- Materials provided:
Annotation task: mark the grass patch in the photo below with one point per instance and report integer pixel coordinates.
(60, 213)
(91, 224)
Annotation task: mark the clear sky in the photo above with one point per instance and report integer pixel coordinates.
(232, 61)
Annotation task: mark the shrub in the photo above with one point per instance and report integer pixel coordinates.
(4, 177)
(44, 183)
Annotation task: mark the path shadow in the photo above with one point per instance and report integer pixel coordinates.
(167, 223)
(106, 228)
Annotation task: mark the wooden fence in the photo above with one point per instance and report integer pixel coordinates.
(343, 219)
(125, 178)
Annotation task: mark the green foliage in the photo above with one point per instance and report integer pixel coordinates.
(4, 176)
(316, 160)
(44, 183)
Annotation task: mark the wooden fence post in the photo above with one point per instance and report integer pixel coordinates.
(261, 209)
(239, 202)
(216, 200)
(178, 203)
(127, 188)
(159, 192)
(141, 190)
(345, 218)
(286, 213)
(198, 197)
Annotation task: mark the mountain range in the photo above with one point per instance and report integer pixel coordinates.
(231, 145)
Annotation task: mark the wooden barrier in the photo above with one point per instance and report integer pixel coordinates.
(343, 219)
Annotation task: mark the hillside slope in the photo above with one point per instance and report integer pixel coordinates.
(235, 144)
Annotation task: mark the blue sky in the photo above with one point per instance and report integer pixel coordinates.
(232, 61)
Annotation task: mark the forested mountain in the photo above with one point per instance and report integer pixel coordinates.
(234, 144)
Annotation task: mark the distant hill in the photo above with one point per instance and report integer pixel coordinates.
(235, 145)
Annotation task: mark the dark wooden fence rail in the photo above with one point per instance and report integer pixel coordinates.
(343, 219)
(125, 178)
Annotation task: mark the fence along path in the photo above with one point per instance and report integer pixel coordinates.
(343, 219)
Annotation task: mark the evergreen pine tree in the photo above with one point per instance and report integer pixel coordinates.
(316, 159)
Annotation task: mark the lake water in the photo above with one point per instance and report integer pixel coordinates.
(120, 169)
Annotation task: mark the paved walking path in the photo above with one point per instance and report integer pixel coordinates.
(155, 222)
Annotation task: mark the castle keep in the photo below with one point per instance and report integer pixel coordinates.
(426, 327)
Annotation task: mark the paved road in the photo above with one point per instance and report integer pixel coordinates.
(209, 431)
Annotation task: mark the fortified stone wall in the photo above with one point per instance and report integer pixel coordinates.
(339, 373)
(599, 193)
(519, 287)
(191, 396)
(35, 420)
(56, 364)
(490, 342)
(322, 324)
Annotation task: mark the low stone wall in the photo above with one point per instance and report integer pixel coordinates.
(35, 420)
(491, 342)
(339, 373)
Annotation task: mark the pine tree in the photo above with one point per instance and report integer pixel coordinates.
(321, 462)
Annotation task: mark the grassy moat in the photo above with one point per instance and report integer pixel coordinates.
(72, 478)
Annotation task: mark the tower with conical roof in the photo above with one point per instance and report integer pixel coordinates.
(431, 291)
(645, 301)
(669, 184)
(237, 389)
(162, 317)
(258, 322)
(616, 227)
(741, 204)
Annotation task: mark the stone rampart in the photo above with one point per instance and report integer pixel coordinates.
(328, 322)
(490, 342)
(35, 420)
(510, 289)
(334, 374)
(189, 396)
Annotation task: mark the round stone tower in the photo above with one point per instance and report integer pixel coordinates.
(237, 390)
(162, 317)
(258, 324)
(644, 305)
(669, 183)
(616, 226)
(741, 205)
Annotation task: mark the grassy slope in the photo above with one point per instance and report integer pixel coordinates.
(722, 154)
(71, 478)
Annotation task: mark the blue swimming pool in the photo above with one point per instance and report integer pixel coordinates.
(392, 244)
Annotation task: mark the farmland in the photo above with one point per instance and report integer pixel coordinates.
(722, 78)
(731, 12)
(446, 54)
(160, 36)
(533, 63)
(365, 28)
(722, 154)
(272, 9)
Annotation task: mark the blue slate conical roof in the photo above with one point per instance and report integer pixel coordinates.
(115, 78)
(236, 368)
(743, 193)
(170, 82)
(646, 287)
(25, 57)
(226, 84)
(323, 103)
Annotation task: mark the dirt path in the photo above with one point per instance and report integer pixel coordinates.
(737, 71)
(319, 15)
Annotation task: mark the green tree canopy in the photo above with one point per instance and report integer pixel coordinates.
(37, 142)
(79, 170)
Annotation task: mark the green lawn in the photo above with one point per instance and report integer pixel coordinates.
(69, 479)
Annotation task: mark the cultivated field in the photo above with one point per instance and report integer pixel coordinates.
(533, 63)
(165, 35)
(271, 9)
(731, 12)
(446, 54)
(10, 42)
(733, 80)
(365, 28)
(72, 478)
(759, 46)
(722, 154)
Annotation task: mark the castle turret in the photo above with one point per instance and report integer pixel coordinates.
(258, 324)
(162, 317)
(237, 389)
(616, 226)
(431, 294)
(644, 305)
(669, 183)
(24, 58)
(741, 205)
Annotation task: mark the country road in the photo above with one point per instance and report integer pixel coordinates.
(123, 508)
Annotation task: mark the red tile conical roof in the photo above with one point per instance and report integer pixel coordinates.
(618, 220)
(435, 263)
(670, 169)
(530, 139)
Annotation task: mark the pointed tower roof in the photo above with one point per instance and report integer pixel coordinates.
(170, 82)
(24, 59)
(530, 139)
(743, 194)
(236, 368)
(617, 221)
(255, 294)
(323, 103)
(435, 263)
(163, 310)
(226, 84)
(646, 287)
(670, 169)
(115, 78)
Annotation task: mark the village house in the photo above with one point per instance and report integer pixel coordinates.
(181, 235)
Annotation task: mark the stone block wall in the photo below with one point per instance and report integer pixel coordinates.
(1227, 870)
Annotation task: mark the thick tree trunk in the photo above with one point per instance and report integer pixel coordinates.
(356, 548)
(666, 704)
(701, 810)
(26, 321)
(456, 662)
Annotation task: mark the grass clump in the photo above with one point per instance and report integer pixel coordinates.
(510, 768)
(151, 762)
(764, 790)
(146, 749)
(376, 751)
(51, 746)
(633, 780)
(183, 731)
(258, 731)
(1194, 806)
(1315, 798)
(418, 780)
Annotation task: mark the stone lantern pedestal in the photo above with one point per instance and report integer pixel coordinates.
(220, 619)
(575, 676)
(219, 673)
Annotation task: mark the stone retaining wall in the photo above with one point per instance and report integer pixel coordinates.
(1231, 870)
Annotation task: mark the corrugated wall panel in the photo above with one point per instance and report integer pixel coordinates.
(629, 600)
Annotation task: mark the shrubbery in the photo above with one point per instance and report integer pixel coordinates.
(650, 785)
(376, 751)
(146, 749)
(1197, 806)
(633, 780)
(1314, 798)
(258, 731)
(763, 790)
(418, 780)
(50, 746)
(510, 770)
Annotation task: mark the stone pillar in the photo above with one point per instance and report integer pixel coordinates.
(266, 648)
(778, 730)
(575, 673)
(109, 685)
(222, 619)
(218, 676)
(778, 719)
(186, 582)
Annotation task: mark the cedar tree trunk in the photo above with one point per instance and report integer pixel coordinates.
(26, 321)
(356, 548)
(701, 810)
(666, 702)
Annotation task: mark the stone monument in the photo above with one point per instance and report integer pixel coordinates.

- Task prompt: From the records above, extract every line exactly as it stands.

- Response for this exercise:
Annotation task: mark the grass patch in the photo below with one point per instance and report integer pixel coordinates.
(60, 213)
(91, 224)
Annotation task: mark the clear sky in the photo above with one point per instance and report integer pixel coordinates.
(232, 61)
Annotation task: mark the shrub in the photo above with one point per instance and report integer pixel coordinates.
(4, 177)
(44, 183)
Annotation task: mark the path shadow in the photo above with one point per instance and report integer pixel coordinates.
(167, 223)
(106, 228)
Annotation task: mark the wooden fence in the photo above with one point per instance and report integer pixel coordinates.
(343, 219)
(125, 178)
Annotation task: mark the green foliage in the photo above with one point per instance and report integer pixel coordinates.
(4, 176)
(316, 160)
(44, 183)
Annotation task: mark the wooden fence post in the photo above with one point per instance and report integer pixel coordinates.
(261, 209)
(239, 202)
(216, 200)
(178, 203)
(127, 188)
(159, 192)
(141, 190)
(345, 218)
(286, 213)
(198, 197)
Annotation task: mark the mountain range in the photo above with one point per instance and report integer pixel coordinates.
(231, 145)
Annotation task: mark the wooden barrier in the photo above with one point per instance and report integer pixel coordinates.
(343, 219)
Annotation task: mark the hillside slope in the photo above with one point per instance and report integer pixel coordinates.
(235, 144)
Annotation task: mark the blue sky in the photo above with one point per instance and report integer pixel coordinates.
(232, 61)
Annotation task: mark the forested mountain in the photo above with one point per instance and report integer pixel coordinates.
(234, 144)
Annotation task: mark the distant hill in the photo above with one point per instance and report integer pixel coordinates.
(235, 145)
Annotation task: mark the dark wooden fence rail in the photo above with one point per instance and report integer pixel coordinates.
(343, 219)
(125, 178)
Annotation task: mark the fence along path in the photo above with one point per instance and report integer pixel coordinates.
(343, 219)
Annotation task: mark the evergreen pine tree in the photo above with one point per instance and report integer pixel coordinates.
(316, 159)
Annotation task: mark the lake water in the photo above with one point per instance and report integer pixel coordinates.
(120, 169)
Annotation task: mark the paved walking path in the photo above with one point per instance and report integer pixel coordinates.
(155, 222)
Annotation task: mark the castle keep in the photo below with one point per instance and report integer pixel coordinates.
(426, 327)
Annotation task: mark the paved road in the photo above with one point per instance and report integer pixel coordinates.
(209, 431)
Annotation task: mark the fortified stone wall in the photo above with one point per instance and report integer pixel coordinates.
(339, 373)
(599, 193)
(519, 287)
(191, 396)
(35, 420)
(56, 364)
(490, 342)
(322, 324)
Annotation task: mark the low stone wall in the photo above with one point per instance and report integer pixel coordinates.
(35, 420)
(491, 342)
(339, 373)
Annotation task: mark the pine tree in the photo above with one point per instance and report integer pixel coordinates.
(321, 462)
Annotation task: mark the grassy moat in the photo above with one point per instance and report integer pixel coordinates.
(72, 478)
Annotation task: mark the tower with conical roof in the photo above with one point per instance and report integer pixel coordinates.
(431, 291)
(645, 301)
(669, 184)
(237, 389)
(162, 317)
(258, 322)
(616, 227)
(741, 204)
Annotation task: mark the stone rampart in the photo above with one point per instance and report integer pixel coordinates.
(328, 322)
(490, 342)
(35, 420)
(510, 289)
(334, 374)
(189, 396)
Annotation task: mark the round stone tower in the photo above with one point per instance and report integer pixel coordinates.
(237, 390)
(162, 317)
(258, 324)
(644, 305)
(669, 183)
(616, 226)
(741, 205)
Annotation task: mark the grassy slope in the photo above with one point per instance and report integer pixel coordinates.
(722, 154)
(71, 478)
Annotation task: mark the blue swimming pool in the photo above with one point per instance and report integer pixel coordinates.
(392, 244)
Annotation task: mark the farmland in the photo above with one point per instance and report integer pixel coordinates.
(722, 78)
(731, 12)
(446, 54)
(160, 36)
(533, 63)
(365, 28)
(722, 154)
(272, 9)
Annotation task: mark the blue slate conical roof in the photo above with one point per instance and report integer pixel coordinates.
(115, 78)
(236, 368)
(743, 193)
(170, 82)
(646, 287)
(25, 57)
(226, 84)
(323, 103)
Annotation task: mark the dirt path in the photo above with one point per instance and report integer pixel coordinates.
(737, 71)
(319, 15)
Annotation task: mark the green tree canopy in the photo above with one point per instance and report integer pixel coordinates.
(37, 142)
(79, 170)
Annotation task: mark the green lawn in the photo above with one point per instance and report integer pixel coordinates.
(69, 479)
Annotation task: mark the cultivated field in the photo above with one point per instance and report integer pixel coordinates.
(533, 63)
(165, 35)
(271, 9)
(731, 12)
(446, 54)
(10, 42)
(733, 80)
(365, 28)
(72, 478)
(759, 46)
(722, 154)
Annotation task: mark the castle turret in the photo above with one point per instance and report integer pixel coordinates.
(258, 324)
(162, 317)
(237, 389)
(616, 226)
(431, 294)
(644, 305)
(669, 183)
(24, 58)
(741, 205)
Annotation task: mark the country road in the photo above with one point per instance and report integer pixel coordinates.
(123, 508)
Annotation task: mark the red tile conical roof in the photo above with one point per instance and report integer pixel coordinates.
(618, 220)
(435, 263)
(670, 169)
(530, 139)
Annotation task: mark the pointed tower roof in the photo above with one point per instance and report integer pixel coordinates.
(170, 82)
(24, 59)
(530, 139)
(743, 194)
(236, 368)
(617, 221)
(255, 294)
(323, 103)
(435, 263)
(163, 310)
(226, 84)
(646, 287)
(670, 169)
(115, 78)
Annotation task: mark the village house in the photo above with one point per instance and report integer pixel coordinates.
(181, 235)
Annotation task: mark the stone block wall in the photo below with one point per instance and report integer pixel coordinates.
(1227, 870)
Annotation task: mark the thick tree trunk in the photo above with one point per instance and report integer pixel coordinates.
(356, 548)
(666, 704)
(701, 810)
(26, 321)
(456, 662)
Annotation task: mark the grass clump in the photo above with one point per instance and report integer pixel coordinates.
(510, 768)
(151, 762)
(764, 790)
(146, 749)
(376, 751)
(51, 746)
(633, 780)
(183, 731)
(258, 731)
(1194, 806)
(1315, 798)
(418, 780)
Annotation task: mark the stone lantern pedestal in the photo above with one point per instance and report integer pixel coordinates.
(220, 619)
(575, 676)
(219, 673)
Annotation task: mark the stone retaining wall in the photo above with one point per instance and report integer pixel coordinates.
(1231, 870)
Annotation task: mark the corrugated wall panel in the photo above with one point per instance and report integer pixel coordinates.
(629, 600)
Annotation task: mark the shrubbery in the photo above with one point per instance and report integer pixel coordinates.
(650, 785)
(376, 751)
(146, 749)
(1197, 806)
(633, 780)
(1314, 798)
(258, 731)
(763, 790)
(418, 780)
(50, 746)
(510, 770)
Annotation task: mark the stone pillar in the photo above with one point per instance and report integer pixel coordinates.
(266, 648)
(778, 730)
(575, 673)
(109, 685)
(222, 619)
(218, 676)
(778, 719)
(186, 582)
Annotation task: mark the cedar tree trunk in the photo above with one point per instance and report integer pixel coordinates.
(26, 321)
(356, 548)
(701, 810)
(666, 702)
Annotation task: mark the stone monument in the photo above with one point per instance and report integer pixel coordinates.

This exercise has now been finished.